▶ Task directions
Could you transcribe, word for word and with nothing else, the lines of the material that begin at the line containing "I'd appreciate your help finding the baby" and stop after the line containing "[168,40,680,832]"?
--- START Extracted data ---
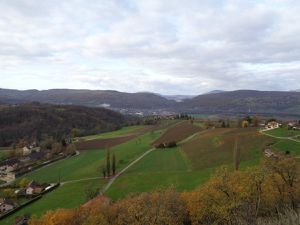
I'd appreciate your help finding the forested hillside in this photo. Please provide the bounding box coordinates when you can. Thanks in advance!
[0,103,127,146]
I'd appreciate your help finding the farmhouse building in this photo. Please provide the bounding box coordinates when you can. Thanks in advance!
[0,158,20,172]
[266,121,281,129]
[26,181,44,195]
[0,198,15,213]
[14,215,30,225]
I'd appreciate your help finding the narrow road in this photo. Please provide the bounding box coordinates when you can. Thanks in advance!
[60,177,104,186]
[100,129,211,194]
[100,148,155,194]
[259,130,300,143]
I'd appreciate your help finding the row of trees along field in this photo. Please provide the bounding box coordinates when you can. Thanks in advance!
[102,148,116,178]
[29,155,300,225]
[5,137,76,159]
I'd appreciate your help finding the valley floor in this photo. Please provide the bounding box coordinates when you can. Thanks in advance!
[1,121,300,224]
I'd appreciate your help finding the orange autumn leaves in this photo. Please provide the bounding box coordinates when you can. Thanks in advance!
[30,156,300,225]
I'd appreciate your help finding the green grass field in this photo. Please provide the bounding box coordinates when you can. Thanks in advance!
[0,180,105,225]
[273,140,300,156]
[19,150,105,183]
[106,147,214,199]
[107,129,272,199]
[0,125,163,224]
[4,121,300,224]
[81,125,147,141]
[265,127,300,137]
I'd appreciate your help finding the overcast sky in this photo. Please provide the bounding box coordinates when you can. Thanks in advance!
[0,0,300,94]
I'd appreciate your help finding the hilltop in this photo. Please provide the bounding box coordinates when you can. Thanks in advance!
[0,103,127,146]
[0,89,300,115]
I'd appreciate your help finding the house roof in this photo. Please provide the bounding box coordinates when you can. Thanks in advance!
[0,198,15,206]
[26,180,42,188]
[0,158,20,167]
[29,152,46,160]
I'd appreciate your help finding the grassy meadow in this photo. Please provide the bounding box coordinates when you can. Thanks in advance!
[265,127,300,137]
[1,121,300,224]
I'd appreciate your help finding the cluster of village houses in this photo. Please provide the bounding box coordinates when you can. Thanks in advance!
[0,145,56,182]
[262,121,300,130]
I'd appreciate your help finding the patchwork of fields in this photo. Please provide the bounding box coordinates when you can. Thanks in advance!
[1,121,300,224]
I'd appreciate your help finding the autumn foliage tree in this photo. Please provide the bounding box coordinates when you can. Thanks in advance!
[30,155,300,225]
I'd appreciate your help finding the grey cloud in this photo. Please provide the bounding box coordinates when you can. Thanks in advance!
[0,0,300,94]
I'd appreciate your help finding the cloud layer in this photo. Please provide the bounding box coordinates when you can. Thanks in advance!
[0,0,300,94]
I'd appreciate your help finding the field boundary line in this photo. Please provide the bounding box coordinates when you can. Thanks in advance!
[100,148,156,195]
[259,130,300,143]
[60,176,104,186]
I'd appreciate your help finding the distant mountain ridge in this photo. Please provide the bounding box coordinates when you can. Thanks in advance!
[0,89,300,115]
[0,103,130,146]
[0,89,175,109]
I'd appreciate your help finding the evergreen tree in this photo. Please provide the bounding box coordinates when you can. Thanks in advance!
[106,148,110,177]
[102,166,106,178]
[111,153,116,175]
[233,138,240,170]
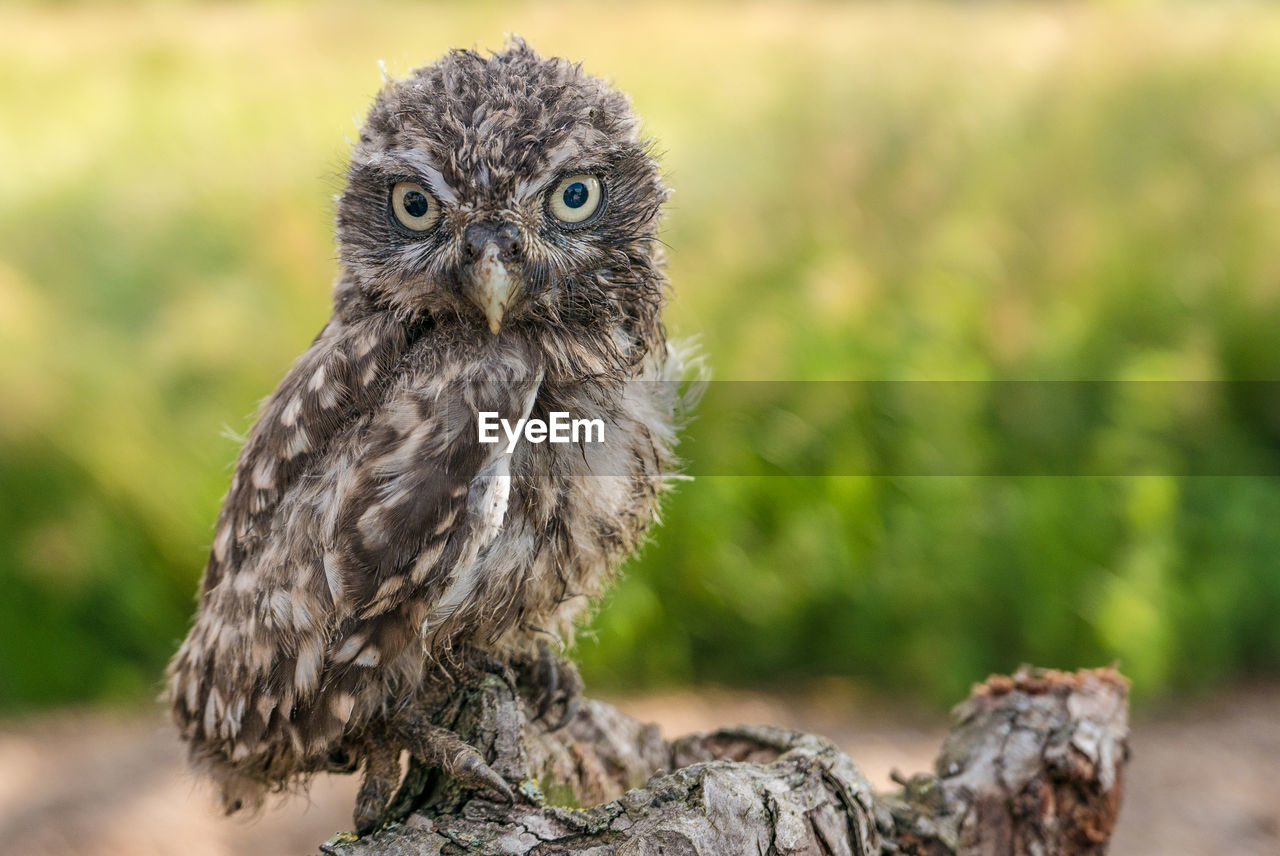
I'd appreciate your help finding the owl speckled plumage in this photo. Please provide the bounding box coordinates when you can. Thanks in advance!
[168,40,680,830]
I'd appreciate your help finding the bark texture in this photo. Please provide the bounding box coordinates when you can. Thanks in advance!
[321,669,1128,856]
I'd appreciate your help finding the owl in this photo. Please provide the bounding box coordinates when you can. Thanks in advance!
[166,40,682,832]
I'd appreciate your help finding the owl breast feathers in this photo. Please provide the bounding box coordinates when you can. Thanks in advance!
[169,41,696,810]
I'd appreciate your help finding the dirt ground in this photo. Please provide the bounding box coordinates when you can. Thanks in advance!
[0,683,1280,856]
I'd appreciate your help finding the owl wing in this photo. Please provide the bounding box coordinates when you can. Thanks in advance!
[313,362,541,708]
[324,362,541,618]
[204,313,411,592]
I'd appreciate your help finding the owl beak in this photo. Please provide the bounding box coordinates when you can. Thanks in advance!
[465,243,516,335]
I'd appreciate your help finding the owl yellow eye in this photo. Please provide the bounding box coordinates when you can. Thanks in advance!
[547,175,604,224]
[392,182,440,232]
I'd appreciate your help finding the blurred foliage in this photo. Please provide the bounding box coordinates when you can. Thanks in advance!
[0,3,1280,710]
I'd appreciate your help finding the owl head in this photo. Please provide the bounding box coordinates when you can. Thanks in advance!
[338,40,666,350]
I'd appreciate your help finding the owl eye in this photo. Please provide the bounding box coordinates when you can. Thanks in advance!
[547,175,604,225]
[392,182,440,232]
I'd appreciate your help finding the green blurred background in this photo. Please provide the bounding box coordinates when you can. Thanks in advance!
[0,3,1280,713]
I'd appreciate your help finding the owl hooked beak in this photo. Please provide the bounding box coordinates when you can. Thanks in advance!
[463,243,516,335]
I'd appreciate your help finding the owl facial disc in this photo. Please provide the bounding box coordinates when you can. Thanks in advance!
[465,243,516,335]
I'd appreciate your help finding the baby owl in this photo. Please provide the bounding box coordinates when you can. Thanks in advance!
[168,40,680,832]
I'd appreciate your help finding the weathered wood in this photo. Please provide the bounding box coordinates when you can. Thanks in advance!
[321,669,1128,856]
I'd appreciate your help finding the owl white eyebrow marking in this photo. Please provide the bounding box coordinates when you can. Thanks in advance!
[379,148,458,205]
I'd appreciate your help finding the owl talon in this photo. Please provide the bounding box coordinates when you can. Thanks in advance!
[353,746,399,836]
[521,645,582,731]
[449,750,516,805]
[391,722,516,804]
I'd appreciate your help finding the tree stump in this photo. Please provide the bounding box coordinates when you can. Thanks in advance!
[321,668,1128,856]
--- END Extracted data ---
▶ The reply
I'd appreciate your help finding the baby owl in this photo. Please provide the bounding box coordinates when you can. Thanks in advance!
[168,40,680,832]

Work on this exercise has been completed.